- **Problem**
Reproduce each of the items below word for word, with no changes.

- **Records supplied**
-- Begin --

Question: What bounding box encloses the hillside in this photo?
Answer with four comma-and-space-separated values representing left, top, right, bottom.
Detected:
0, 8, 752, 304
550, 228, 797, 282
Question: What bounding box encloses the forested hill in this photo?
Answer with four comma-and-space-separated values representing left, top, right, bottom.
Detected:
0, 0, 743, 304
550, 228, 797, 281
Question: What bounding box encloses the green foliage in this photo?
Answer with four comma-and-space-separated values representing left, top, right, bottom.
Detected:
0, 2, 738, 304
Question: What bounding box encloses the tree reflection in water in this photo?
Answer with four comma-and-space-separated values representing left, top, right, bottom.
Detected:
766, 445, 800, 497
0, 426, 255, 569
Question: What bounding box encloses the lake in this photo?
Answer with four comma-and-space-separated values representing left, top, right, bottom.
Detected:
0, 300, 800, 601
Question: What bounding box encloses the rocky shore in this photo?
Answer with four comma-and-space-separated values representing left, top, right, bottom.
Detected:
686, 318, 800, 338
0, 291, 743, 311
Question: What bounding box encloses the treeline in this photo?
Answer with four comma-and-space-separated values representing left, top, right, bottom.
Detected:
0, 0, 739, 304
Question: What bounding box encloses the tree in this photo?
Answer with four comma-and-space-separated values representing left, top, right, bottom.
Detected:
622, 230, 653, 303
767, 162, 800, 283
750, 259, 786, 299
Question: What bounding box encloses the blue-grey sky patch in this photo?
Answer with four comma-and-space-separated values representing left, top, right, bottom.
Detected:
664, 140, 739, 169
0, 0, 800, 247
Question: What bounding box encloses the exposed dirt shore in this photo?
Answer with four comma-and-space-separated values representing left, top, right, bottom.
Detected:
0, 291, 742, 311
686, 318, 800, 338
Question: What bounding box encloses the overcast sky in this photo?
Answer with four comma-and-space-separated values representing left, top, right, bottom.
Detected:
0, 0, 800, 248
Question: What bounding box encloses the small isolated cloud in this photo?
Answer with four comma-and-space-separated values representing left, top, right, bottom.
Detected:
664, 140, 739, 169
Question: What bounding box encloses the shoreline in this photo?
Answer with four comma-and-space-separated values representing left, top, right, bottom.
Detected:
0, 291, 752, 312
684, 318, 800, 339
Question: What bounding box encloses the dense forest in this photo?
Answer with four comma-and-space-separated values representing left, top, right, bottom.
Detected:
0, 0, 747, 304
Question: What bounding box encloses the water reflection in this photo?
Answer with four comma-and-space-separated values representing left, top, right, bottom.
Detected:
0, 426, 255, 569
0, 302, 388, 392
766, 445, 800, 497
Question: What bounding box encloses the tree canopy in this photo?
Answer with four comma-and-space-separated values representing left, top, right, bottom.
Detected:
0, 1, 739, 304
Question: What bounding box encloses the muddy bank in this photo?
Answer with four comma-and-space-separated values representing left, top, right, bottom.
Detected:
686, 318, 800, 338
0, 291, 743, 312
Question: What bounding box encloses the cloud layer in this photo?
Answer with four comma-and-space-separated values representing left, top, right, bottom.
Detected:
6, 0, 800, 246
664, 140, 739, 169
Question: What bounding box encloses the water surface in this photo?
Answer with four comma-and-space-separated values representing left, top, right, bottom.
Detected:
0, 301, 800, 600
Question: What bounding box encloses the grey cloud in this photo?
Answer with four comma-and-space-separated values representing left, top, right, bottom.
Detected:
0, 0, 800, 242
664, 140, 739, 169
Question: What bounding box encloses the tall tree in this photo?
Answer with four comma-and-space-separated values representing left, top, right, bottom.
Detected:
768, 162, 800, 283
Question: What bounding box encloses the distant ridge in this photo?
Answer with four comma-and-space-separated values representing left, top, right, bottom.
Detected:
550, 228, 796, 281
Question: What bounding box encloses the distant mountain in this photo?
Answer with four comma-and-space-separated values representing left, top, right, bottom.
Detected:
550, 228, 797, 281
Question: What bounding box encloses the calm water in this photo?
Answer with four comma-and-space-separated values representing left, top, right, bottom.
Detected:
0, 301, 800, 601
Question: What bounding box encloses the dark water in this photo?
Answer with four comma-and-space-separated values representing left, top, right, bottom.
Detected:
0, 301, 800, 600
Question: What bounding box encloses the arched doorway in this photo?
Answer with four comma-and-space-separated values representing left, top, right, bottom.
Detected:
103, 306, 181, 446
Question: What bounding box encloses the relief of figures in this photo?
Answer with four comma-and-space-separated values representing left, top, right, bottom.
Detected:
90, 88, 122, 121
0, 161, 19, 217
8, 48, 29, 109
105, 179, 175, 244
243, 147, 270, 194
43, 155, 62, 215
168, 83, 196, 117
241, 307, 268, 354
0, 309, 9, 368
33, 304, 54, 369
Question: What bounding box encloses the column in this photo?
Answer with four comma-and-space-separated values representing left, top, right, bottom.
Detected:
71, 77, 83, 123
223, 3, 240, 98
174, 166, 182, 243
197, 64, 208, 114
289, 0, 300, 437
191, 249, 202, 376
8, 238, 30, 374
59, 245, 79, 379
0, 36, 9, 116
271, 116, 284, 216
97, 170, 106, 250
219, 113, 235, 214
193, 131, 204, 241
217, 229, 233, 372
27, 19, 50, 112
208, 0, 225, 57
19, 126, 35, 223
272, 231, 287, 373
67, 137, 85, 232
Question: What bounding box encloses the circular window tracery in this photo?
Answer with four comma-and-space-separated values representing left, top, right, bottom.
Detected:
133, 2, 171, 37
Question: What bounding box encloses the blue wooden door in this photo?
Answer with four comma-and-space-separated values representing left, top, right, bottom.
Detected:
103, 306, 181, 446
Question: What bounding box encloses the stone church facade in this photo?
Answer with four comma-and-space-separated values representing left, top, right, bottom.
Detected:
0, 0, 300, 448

-- End --

- **Solution for this problem**
Question: What bounding box encloses the hillside in this photo?
Answer with four comma-and-space-separated values representing left, top, right, bottom.
Detected:
0, 8, 752, 304
550, 228, 797, 282
Question: What bounding box encloses the forested hill in this photo?
Answer with four comma-and-space-separated values representing left, top, right, bottom.
Detected:
0, 0, 743, 304
550, 228, 797, 281
Question: What bounding box encloses the green foliage in this photo?
Answer with four comma-and-space-separated values representing left, top, right, bottom.
Detected:
0, 2, 738, 304
Question: What bounding box encloses the tree reflection in water in this photo?
Answer with four comma-and-space-separated values representing left, top, right, bottom.
Detected:
766, 445, 800, 497
0, 426, 255, 569
Question: What bounding box encloses the lake in this photo?
Answer with four comma-and-space-separated values representing left, top, right, bottom.
Detected:
0, 300, 800, 601
Question: What bounding box encloses the rocky shore in this photo?
Answer with four comma-and-space-separated values representing left, top, right, bottom.
Detected:
686, 318, 800, 338
0, 291, 743, 311
Question: What bounding box encloses the treeline in this photo?
Answer with four comma-and-space-separated values representing left, top, right, bottom.
Detected:
0, 0, 739, 304
Question: What bounding box encloses the tree in this photo?
Answer with four comma-and-space-separated values representing left, top, right, bottom.
Detected:
622, 230, 653, 303
767, 162, 800, 283
750, 259, 786, 299
Question: What bounding box encloses the blue-grey sky patch in this photo?
Answer with four comma-and-space-separated values representing left, top, right, bottom.
Detected:
664, 140, 739, 169
0, 0, 800, 247
Question: What bounding box encloses the exposed dirt shore in this photo?
Answer with four comma-and-space-separated values representing left, top, right, bottom.
Detected:
0, 291, 742, 311
686, 318, 800, 338
Question: What bounding box encloses the overcast sky in this photo?
Answer with four comma-and-space-separated values representing left, top, right, bottom.
Detected:
0, 0, 800, 248
Question: What bounding box encloses the small isolated cloud in this photo?
Answer with four comma-and-space-separated values representing left, top, right, bottom.
Detected:
664, 140, 739, 169
Question: What bounding box encloses the shoreline in this photo?
Answer with four comma-and-space-separated values representing left, top, right, bottom.
Detected:
0, 291, 752, 312
684, 318, 800, 339
Question: What bounding box encloses the dense forest in this photo?
Answer with four comma-and-space-separated values representing left, top, right, bottom.
Detected:
0, 0, 747, 304
Question: What bounding box encloses the water reflection in this photo?
Answer with four comma-and-space-separated values representing left, top, right, bottom.
Detected:
0, 426, 255, 569
0, 302, 388, 392
766, 445, 800, 497
Question: What bounding box encloses the tree canopy in this photo?
Answer with four comma-and-space-separated values representing left, top, right, bottom.
Detected:
0, 1, 739, 304
Question: What bounding box encloses the muddy bank in this photo?
Answer with four comma-and-space-separated values representing left, top, right, bottom.
Detected:
686, 318, 800, 338
0, 291, 743, 312
Question: What bounding box encloses the cloud layer in this photo?
Answer with four comma-and-space-separated values representing left, top, right, bottom.
Detected:
6, 0, 800, 246
664, 140, 739, 169
Question: What bounding box encloses the water surface in this photo?
Answer with four comma-and-space-separated values representing left, top, right, bottom.
Detected:
0, 301, 800, 600
Question: What bounding box encloses the grey cloud in this photo?
Answer with four comma-and-space-separated values representing left, top, right, bottom.
Detected:
0, 0, 800, 242
664, 140, 739, 169
Question: What bounding box encloses the tall tree in this photo?
Answer with four comma-and-space-separated values representing left, top, right, bottom.
Detected:
768, 162, 800, 283
Question: What bounding box encloses the distant ridge in this photo?
Answer with four comma-and-space-separated values representing left, top, right, bottom.
Detected:
550, 228, 796, 281
Question: What bounding box encloses the distant mountain in this photo?
Answer with four comma-and-space-separated values representing left, top, right, bottom.
Detected:
550, 228, 797, 281
Question: What bounding box encloses the calm water in this photo?
Answer with four comma-and-space-separated values representing left, top, right, bottom.
Detected:
0, 301, 800, 601
Question: What bounding box encloses the dark water in this photo?
Answer with four comma-and-space-separated values representing left, top, right, bottom.
Detected:
0, 301, 800, 600
Question: What bounding box encloses the arched doorway in this photo?
Answer with four comma-and-space-separated values representing left, top, right, bottom.
Detected:
103, 306, 181, 446
Question: What bounding box encloses the relief of figures in this photo?
Answer with four comma-and-space-separated values representing left, top, right, bottom.
Detected:
90, 88, 122, 121
0, 161, 19, 217
8, 48, 29, 109
105, 179, 175, 244
243, 147, 270, 194
43, 155, 62, 215
168, 83, 196, 117
241, 307, 268, 354
0, 309, 9, 368
33, 304, 54, 369
Question: What bounding box encloses the column in this photo?
Answer with four comma-and-space-separated values representing left, top, right, bottom.
Detected:
71, 77, 83, 123
223, 3, 240, 98
174, 166, 182, 243
197, 64, 208, 114
289, 0, 300, 437
191, 249, 202, 376
8, 238, 30, 374
59, 245, 79, 379
0, 36, 9, 116
271, 116, 284, 216
97, 170, 106, 250
219, 113, 235, 214
193, 131, 204, 241
217, 229, 233, 372
27, 19, 50, 112
208, 0, 225, 57
19, 126, 35, 223
272, 231, 287, 373
67, 137, 85, 232
Question: What bounding box encloses the circular window tracery in this photo?
Answer with four comma-and-space-separated values representing left, top, right, bottom.
Detected:
133, 2, 171, 37
Question: What bounding box encloses the blue wooden door in this photo?
Answer with four comma-and-space-separated values representing left, top, right, bottom.
Detected:
103, 306, 181, 446
Question: What bounding box encloses the stone church facade in this photo?
Answer with four comma-and-space-separated values representing left, top, right, bottom.
Detected:
0, 0, 300, 448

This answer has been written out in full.